SET EXERCISE 1: Add 19 to every box coordinate in the answers and write out the stretch of the listing from its start through the line containing "510 229 582 304", requests included.

Why $\cos^3 x - 2 \cos (x) \sin^2(x) = {1\over4}(\cos(x) + 3\cos(3x))$? Wolfram Alpha says so, but step-by-step shown skips that step, and I couldn't find the relation that was used.
 A: Here's a detailed step by step:
$=\frac{1}{4}(\cos(x)+3\cos(3x))$
$=\frac{1}{4}(\cos(x)+3\cos(x+2x))$
$=\frac{1}{4}(\cos(x)+3[\cos(x)\cos(2x)-\sin(x)\sin(2x)])$
$=\frac{1}{4}(\cos(x)+3[\cos(x)(1-2\sin^2(x))-\sin(x)(2\sin(x)\cos(x))])$
$=\frac{1}{4}(\cos(x)+3[\cos(x)-2\cos(x)\sin^2(x))-2\sin^2(x)\cos(x)])$
$=\frac{1}{4}(\cos(x)+3[\cos(x)-4\cos(x)\sin^2(x))])$
$=\frac{1}{4}(\cos(x)+3\cos(x)-12\cos(x)\sin^2(x))$
$=\frac{1}{4}(4\cos(x)-12\cos(x)\sin^2(x))$
$=\cos(x)-3\cos(x)\sin^2(x))$
$=\cos(x)-\cos(x)\sin^2(x)-2\cos(x)\sin^2(x)$
$=\cos(x)(1-\sin^2(x))-2\cos(x)\sin^2(x)$
$=\cos^3(x)-2\cos(x)\sin^2(x)$
If your question is an assignment, please try to resolve it from scratch without looking at the answer. There are other ways to solve it. Also try that for practice.

SET EXERCISE 2: Extend the thread on the cosine identity, continuing after its last sentence.

EXTRACTED RECORDS:
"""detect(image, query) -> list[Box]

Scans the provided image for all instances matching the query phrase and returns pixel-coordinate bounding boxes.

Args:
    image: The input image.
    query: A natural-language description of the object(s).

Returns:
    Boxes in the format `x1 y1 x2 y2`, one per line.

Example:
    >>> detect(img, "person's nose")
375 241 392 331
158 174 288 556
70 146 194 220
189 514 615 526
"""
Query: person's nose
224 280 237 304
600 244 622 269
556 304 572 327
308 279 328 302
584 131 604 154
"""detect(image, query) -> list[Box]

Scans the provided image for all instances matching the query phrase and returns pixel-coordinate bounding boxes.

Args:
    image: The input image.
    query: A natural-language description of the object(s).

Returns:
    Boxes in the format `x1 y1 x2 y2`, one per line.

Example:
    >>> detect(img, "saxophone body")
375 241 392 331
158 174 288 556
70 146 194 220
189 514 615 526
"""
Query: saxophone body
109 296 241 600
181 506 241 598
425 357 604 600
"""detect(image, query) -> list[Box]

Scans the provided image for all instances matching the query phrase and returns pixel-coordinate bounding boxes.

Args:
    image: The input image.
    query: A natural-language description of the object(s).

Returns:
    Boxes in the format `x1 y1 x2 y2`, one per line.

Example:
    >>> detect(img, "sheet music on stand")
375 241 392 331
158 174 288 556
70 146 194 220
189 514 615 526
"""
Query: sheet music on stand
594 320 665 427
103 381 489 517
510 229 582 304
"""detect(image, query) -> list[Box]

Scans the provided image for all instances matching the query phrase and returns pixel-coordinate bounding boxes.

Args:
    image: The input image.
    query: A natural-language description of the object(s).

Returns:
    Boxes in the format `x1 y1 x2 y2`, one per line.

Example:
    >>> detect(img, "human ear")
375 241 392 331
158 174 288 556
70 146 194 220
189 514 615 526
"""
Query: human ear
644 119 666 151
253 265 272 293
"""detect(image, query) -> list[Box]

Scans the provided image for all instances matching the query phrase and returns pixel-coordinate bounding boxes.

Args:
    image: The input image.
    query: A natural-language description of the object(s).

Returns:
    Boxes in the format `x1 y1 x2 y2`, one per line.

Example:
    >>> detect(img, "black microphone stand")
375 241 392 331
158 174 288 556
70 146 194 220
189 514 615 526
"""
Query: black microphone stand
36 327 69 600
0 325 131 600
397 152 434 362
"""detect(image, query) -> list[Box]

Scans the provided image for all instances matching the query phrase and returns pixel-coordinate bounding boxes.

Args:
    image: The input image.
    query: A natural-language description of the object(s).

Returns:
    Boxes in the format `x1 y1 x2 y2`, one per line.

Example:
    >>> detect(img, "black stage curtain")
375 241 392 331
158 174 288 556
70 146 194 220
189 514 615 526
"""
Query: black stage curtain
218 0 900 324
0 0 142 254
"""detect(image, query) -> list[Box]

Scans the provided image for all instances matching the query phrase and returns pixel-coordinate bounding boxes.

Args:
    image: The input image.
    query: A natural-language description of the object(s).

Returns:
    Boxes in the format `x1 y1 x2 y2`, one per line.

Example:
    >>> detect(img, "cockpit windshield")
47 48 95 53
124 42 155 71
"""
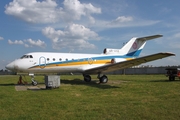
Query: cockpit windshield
21 55 33 59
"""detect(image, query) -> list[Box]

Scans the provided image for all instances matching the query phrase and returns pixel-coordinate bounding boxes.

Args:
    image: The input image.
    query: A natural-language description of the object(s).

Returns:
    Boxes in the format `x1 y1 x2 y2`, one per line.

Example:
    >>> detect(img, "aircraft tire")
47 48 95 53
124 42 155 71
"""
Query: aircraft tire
99 75 108 83
84 75 91 82
32 80 38 86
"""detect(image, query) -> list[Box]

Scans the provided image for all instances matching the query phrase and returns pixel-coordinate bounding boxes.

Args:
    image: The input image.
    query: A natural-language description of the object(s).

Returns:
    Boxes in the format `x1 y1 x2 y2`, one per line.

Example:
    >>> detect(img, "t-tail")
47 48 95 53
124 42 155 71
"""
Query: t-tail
104 35 162 57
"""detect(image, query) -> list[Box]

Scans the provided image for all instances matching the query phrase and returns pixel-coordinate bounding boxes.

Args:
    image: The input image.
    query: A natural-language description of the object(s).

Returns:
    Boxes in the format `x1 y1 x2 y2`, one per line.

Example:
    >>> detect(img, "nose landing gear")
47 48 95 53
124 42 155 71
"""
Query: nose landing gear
31 75 38 86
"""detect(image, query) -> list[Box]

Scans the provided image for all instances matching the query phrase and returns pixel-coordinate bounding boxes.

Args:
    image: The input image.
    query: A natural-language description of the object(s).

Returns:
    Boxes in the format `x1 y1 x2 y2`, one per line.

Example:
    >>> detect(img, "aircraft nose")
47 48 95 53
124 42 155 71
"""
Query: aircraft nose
6 62 14 70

EXPECTED ANSWER 1:
"""detect(image, query) -> list[Box]

Scans the provided image for all instances matching the query phrase and returns pixel-coordinate bounding boxes.

Args:
    image: The input image.
    query: A natural-language description of the object(s).

Returns:
    Boxes in the format `x1 y1 x2 y2`, one per line.

Example:
    >>> detect(img, "person's nose")
375 241 392 331
158 174 288 556
70 146 194 220
189 514 615 526
"""
Query: person's nose
243 299 256 323
619 263 641 288
575 323 591 346
327 298 347 321
603 150 623 173
"""detect(image, query) -> list[Box]

Scans the provided image for all instances matching the query phrase and returns pixel-coordinate bounding boxes.

Args:
    image: The input image.
    query: A natural-language description of the object(s).

Returns:
    Boxes in the format `x1 y1 x2 y2`, one per line.

Example:
    >>> detect(img, "saxophone body")
375 241 392 331
158 174 288 556
70 146 194 220
189 514 615 526
"""
Query: saxophone body
128 315 260 619
200 525 260 617
444 376 623 619
"""detect(image, query) -> list[Box]

Scans the provided image for all instances matching the query phrase and returns pixel-coordinate bounding boxes.

Args:
    image: The input image.
    query: A natural-language description of the object(s).

Returns:
    Boxes in the format `x1 y1 x2 y2`, one per line.

Example:
    >>> detect(img, "sheet music on stand")
375 241 392 331
158 174 288 556
70 146 194 220
189 514 615 526
"""
Query: sheet music on stand
613 339 684 446
122 400 508 536
529 248 601 323

EXPECTED ANSWER 2:
A: You can prove the above relation by using derivatives. i.e., prove that LHS and RHS have the same derivatives. So LHS-RHS=c for some constant c. Now show that c must be zero by setting x=0.
A: Hint: Taking the real part of De Moivre's formula
$$
\cos(3x)+i\sin(3x)=(\cos(x)+i\sin(x))^3
$$
and applying $\cos^2(x)+\sin^2(x)=1$, we have
$$
\begin{align}
\cos(3x)
&=\cos^3(x)-3\sin^2(x)\cos(x)\\
&=4\cos^3(x)-3\cos(x)
\end{align}
$$
Furthermore, the left side is
$$
\cos^3(x)-2\cos(x)\sin^2(x)=3\cos^3(x)-2\cos(x)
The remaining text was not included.